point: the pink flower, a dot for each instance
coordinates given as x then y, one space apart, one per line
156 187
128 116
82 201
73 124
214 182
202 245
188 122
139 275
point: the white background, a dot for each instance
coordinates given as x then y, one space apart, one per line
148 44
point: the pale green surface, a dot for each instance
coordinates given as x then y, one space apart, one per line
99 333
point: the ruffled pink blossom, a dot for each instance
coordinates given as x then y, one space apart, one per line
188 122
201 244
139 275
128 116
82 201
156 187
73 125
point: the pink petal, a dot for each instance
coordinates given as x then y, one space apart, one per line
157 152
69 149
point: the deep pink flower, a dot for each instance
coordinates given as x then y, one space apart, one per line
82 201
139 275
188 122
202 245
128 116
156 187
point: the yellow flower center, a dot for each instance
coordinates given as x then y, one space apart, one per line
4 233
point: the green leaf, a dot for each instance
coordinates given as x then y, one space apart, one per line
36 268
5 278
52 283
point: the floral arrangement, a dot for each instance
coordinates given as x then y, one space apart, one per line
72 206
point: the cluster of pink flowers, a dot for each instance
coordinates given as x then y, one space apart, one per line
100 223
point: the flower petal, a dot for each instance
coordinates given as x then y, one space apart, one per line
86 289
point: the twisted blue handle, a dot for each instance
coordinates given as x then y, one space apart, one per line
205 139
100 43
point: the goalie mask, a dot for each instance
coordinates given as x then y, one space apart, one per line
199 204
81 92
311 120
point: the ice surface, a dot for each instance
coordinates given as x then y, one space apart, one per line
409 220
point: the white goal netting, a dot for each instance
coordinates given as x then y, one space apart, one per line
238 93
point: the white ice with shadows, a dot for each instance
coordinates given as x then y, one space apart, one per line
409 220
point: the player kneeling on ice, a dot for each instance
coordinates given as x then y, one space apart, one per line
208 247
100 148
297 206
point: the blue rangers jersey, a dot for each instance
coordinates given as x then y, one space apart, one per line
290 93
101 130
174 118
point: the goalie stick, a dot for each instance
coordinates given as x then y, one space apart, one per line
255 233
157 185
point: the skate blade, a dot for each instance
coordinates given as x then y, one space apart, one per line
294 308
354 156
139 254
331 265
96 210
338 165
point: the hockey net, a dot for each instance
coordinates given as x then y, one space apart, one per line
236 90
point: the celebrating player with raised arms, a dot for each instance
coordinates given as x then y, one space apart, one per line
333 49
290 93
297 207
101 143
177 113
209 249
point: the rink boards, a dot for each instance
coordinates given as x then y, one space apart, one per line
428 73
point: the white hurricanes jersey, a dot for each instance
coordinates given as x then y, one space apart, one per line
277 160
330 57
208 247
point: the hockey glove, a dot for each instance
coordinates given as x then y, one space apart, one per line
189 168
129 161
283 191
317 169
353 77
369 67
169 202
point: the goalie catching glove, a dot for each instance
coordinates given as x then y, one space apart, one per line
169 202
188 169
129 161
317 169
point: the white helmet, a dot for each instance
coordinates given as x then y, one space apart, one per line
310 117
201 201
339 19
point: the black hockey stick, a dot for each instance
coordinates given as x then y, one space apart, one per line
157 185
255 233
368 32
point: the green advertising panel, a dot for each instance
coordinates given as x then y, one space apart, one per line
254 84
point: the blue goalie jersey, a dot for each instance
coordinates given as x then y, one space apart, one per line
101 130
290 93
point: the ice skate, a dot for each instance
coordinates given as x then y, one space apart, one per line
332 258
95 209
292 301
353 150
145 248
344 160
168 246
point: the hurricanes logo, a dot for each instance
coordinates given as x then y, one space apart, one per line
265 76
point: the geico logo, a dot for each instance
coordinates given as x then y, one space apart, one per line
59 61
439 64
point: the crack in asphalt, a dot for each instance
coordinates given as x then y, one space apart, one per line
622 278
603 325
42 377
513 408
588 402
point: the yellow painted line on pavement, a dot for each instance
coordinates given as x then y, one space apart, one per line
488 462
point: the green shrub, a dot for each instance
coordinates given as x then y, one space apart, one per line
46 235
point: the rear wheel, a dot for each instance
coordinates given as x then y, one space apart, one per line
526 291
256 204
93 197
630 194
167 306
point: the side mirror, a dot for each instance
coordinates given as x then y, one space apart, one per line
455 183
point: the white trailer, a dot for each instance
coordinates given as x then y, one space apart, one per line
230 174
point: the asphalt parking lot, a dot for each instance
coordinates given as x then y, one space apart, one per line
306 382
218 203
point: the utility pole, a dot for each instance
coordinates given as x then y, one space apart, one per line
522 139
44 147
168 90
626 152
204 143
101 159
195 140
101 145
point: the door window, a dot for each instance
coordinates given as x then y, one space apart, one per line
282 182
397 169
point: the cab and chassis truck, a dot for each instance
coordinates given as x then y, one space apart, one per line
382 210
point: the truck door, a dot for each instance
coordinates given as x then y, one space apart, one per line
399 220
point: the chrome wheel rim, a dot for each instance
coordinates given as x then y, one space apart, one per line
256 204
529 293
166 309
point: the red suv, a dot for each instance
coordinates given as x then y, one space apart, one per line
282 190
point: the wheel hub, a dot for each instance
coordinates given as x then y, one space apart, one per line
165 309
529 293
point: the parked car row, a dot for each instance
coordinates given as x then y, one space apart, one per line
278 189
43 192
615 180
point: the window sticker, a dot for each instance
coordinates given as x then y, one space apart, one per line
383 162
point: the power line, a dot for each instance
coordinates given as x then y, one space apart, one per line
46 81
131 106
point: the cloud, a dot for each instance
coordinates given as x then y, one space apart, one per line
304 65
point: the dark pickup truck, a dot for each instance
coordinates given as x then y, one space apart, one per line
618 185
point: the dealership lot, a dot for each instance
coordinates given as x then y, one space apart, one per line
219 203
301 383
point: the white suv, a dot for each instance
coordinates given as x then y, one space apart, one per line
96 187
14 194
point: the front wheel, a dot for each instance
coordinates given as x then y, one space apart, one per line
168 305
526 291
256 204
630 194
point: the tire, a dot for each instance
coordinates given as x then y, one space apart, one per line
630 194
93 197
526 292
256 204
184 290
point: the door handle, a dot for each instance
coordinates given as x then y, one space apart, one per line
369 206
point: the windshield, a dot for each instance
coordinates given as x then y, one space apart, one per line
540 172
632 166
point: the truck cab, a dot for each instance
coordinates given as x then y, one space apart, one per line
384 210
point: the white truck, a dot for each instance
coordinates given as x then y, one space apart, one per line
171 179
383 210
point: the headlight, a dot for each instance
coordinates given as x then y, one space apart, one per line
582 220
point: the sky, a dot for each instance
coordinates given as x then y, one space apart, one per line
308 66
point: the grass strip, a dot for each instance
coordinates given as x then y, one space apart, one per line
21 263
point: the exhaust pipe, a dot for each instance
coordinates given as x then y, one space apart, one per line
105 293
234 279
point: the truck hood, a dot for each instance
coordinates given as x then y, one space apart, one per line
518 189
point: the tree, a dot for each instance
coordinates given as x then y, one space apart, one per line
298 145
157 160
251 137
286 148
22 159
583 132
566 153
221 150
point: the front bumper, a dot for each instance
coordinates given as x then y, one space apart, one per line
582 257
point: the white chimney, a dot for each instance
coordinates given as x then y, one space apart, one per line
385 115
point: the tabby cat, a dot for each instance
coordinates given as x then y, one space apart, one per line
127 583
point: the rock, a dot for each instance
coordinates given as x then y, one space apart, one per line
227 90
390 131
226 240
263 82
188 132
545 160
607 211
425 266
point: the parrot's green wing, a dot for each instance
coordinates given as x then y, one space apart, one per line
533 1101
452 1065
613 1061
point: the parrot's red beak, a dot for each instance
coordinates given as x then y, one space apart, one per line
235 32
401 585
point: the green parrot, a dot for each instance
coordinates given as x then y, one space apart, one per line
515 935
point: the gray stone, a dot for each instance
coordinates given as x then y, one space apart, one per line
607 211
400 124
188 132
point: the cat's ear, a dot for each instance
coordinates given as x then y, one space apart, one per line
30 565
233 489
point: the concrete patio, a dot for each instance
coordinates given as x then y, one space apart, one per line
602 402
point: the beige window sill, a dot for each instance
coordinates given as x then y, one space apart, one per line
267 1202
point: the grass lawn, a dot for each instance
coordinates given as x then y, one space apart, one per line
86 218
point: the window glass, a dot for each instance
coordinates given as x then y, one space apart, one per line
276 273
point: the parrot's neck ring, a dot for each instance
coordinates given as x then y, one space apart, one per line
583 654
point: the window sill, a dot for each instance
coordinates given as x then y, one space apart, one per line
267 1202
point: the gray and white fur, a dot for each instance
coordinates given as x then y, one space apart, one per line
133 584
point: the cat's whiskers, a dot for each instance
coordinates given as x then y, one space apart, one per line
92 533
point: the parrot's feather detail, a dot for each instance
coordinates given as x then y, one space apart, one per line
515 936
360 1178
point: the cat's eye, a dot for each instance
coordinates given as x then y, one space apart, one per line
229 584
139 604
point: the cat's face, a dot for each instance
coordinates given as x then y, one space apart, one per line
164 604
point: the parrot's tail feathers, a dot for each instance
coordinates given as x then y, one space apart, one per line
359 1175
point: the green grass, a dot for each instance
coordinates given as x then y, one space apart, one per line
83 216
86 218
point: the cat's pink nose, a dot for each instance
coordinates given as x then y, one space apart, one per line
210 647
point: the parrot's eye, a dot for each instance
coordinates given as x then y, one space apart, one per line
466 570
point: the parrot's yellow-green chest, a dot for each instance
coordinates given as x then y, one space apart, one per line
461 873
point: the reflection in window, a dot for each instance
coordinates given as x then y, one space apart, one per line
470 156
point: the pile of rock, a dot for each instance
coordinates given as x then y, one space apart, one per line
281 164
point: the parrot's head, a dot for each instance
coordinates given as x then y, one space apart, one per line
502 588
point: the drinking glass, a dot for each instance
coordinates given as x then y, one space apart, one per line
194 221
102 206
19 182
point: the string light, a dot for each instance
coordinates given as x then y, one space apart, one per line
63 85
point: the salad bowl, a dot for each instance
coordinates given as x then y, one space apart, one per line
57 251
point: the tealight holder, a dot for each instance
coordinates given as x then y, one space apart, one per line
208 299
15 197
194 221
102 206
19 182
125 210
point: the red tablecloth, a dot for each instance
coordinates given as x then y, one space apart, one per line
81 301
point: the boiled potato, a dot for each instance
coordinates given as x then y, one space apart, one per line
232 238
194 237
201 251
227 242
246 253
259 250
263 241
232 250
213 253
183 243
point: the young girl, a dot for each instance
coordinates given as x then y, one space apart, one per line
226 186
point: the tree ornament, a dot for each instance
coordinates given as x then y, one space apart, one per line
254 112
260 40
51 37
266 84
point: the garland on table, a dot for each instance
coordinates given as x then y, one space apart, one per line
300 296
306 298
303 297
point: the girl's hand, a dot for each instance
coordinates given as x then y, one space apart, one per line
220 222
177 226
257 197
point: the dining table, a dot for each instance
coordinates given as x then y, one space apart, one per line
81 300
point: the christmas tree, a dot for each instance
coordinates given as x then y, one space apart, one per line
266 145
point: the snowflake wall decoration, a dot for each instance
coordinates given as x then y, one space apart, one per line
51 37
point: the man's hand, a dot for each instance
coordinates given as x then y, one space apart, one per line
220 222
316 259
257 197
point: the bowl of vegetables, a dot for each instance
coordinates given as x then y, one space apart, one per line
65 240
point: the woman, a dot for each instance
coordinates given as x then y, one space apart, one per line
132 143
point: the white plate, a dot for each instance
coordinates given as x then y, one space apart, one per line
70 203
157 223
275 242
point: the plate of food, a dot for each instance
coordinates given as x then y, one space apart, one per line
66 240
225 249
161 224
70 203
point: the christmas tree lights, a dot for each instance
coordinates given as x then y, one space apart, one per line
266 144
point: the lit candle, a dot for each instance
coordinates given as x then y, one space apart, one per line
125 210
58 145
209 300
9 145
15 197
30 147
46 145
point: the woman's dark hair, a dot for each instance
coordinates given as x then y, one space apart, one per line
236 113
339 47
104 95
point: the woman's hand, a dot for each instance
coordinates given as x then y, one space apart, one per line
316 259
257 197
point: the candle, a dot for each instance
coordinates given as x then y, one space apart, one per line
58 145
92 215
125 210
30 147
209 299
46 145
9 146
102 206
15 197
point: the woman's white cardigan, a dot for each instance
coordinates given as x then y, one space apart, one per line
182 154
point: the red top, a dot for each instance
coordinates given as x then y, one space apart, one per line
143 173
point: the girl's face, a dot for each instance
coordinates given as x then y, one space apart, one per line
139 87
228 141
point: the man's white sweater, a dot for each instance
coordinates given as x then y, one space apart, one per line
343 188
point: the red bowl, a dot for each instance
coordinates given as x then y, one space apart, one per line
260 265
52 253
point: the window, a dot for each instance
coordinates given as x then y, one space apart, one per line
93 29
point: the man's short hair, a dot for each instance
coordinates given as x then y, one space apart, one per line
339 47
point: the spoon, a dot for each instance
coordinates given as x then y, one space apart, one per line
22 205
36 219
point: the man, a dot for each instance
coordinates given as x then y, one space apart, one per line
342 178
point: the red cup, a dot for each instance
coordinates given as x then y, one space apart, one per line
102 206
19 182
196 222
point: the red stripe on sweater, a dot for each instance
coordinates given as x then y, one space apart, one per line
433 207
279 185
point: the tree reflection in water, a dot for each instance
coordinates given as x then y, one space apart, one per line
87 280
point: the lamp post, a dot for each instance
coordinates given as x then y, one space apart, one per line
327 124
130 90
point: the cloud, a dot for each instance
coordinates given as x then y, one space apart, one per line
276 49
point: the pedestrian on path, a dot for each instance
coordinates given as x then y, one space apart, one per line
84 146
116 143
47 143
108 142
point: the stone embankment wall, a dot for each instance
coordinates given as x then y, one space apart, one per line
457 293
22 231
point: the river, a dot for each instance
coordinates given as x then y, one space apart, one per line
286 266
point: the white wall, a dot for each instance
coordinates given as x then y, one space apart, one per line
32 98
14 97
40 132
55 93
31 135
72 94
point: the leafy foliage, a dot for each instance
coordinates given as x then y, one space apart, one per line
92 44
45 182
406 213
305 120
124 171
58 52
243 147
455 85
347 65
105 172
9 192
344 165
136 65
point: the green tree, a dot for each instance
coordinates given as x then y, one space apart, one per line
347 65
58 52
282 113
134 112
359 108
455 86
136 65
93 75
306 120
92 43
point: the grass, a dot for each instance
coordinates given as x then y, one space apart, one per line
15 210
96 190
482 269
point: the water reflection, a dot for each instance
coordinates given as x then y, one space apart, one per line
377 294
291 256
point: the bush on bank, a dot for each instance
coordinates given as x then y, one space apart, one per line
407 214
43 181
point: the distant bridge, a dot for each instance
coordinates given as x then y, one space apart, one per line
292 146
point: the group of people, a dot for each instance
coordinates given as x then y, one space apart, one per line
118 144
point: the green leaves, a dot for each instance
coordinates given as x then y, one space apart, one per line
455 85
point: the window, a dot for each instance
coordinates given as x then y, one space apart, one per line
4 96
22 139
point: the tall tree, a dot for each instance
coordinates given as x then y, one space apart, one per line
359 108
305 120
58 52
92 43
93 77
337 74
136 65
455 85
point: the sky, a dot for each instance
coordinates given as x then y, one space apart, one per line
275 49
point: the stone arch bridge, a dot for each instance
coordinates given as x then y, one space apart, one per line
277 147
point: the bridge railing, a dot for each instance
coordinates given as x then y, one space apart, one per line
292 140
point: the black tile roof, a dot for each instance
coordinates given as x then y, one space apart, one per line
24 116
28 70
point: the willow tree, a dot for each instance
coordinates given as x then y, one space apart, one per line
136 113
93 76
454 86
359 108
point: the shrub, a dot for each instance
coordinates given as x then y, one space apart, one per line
_ _ _ _ _ _ _
• Aim of the task: All that belongs in the answer is an exact copy of the lines from the start of the records above through the line with "point: the white goal".

• Written solution:
point: the pink flower, a dot for each instance
coordinates given as x then y, one space apart, one per line
156 187
128 116
82 201
73 124
214 182
202 245
188 122
139 275
point: the white background, a dot for each instance
coordinates given as x then y, one space apart, one per line
148 44
point: the pale green surface, a dot for each instance
coordinates given as x then y, one space apart, one per line
99 333
point: the ruffled pink blossom, a dot for each instance
coordinates given as x then y, one space apart, one per line
188 122
201 244
139 275
128 116
82 201
156 187
73 125
point: the pink petal, a dot for each instance
coordinates given as x then y, one space apart, one per line
157 152
69 149
point: the deep pink flower, a dot for each instance
coordinates given as x then y, one space apart, one per line
82 201
139 275
188 122
202 245
128 116
156 187
point: the yellow flower center, a dot for each instance
coordinates given as x then y, one space apart, one per line
4 233
point: the green leaf, a dot for each instance
coordinates given as x then y, one space apart, one per line
36 268
5 278
52 283
point: the floral arrangement, a dot for each instance
coordinates given as x then y, one space apart, one per line
72 206
point: the cluster of pink flowers, a dot for each instance
coordinates given as x then y, one space apart, one per line
100 223
point: the flower petal, a dot for each instance
coordinates given as x then y, one space apart, one per line
86 289
point: the twisted blue handle, a dot for each instance
coordinates given as x then y, one space apart, one per line
205 139
100 43
point: the goalie mask, a dot for each instance
coordinates given as x then y, one space apart, one per line
199 204
81 92
311 120
point: the ice surface, a dot for each instance
coordinates given as x then y, one space apart, one per line
409 220
point: the white goal netting, a dot for each instance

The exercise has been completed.